▶ **Extract provided**
START

A condition variable is implemented as an atomic counter of threads that are
currently waiting on it. Initially the counter is zero, which means no thread
is waiting.

When a thread is about to start waiting on a condition variable, it increments
the counter and suspends itself using the global keyed event, passing the
address of the condition variable as the key. Another thread may read the
counter to tell how many threads that it will have to wake up (note this has to
be atomic), and release them from the global keyed event, also passing the
address of the condition variable as the key.

#### The primitive mutex

A primitive mutex is just a condition variable with a boolean bit, which
designates whether the mutex is LOCKED. A mutex is initialized to all-bit zeroes
which means it is unlocked and no thread is waiting.

When a thread wishes to lock a mutex, it checks whether the LOCKED bit is clear.
If so, it sets the LOCKED bit and returns, having taken ownership of the mutex.
If the LOCKED bit has been set by another thread, it goes to wait on the
condition variable. If the thread wishes to unlock this mutex, it clears the
LOCKED bit and wakes up at most one waiting thread on the condition variable, if
any.

#### The 'real' mutex

In reality, critical sections are fairly small. If a thread fails to lock a
mutex, it might be able to do so soon, and we don't want it to give up its time
slice as a syscall is an overkill. Therefore, it is reasonable for a thread to
perform some spinning (busy waiting), before it actually decides to sleep.

This could however lead to severe problems in case of heavy contention. When
there are hundreds of thread attempting to lock the same mutex, the system
scheduler has no idea whether they are spinning or not. As it is likely that a
lot of threads will eventually give up spinning and make a syscall to sleep, we
are wasting a lot of CPU time and aggravating the situation.

END

▶ **Extracted material**
START

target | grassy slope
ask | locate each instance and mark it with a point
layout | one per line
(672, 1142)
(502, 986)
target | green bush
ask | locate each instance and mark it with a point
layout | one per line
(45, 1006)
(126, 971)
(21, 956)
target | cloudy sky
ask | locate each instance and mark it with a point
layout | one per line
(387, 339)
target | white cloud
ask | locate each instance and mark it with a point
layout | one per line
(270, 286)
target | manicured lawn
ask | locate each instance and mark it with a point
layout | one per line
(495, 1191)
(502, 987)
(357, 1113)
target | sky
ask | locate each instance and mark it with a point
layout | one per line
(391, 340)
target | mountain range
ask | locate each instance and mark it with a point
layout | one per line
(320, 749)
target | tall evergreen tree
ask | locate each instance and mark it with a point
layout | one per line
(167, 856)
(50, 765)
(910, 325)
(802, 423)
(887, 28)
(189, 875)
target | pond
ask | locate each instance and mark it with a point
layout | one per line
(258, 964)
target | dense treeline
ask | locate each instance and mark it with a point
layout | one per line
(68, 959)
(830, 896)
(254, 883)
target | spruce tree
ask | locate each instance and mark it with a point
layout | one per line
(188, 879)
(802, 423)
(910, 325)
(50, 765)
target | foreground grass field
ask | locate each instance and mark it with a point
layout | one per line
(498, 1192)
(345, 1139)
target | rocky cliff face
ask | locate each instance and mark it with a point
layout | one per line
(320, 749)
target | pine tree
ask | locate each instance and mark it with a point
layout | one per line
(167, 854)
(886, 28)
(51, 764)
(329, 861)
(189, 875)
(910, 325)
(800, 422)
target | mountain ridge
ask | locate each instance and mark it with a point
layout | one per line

END

▶ **What the task asks**
Reproduce the passage on condition variables and mutexes starting at "#### The primitive" and ending at "of the mutex.", replacing "primitive mutex" with "basic mutex" wherever it appears.

▶ **Exercise response**
#### The basic mutex

A basic mutex is just a condition variable with a boolean bit, which
designates whether the mutex is LOCKED. A mutex is initialized to all-bit zeroes
which means it is unlocked and no thread is waiting.

When a thread wishes to lock a mutex, it checks whether the LOCKED bit is clear.
If so, it sets the LOCKED bit and returns, having taken ownership of the mutex.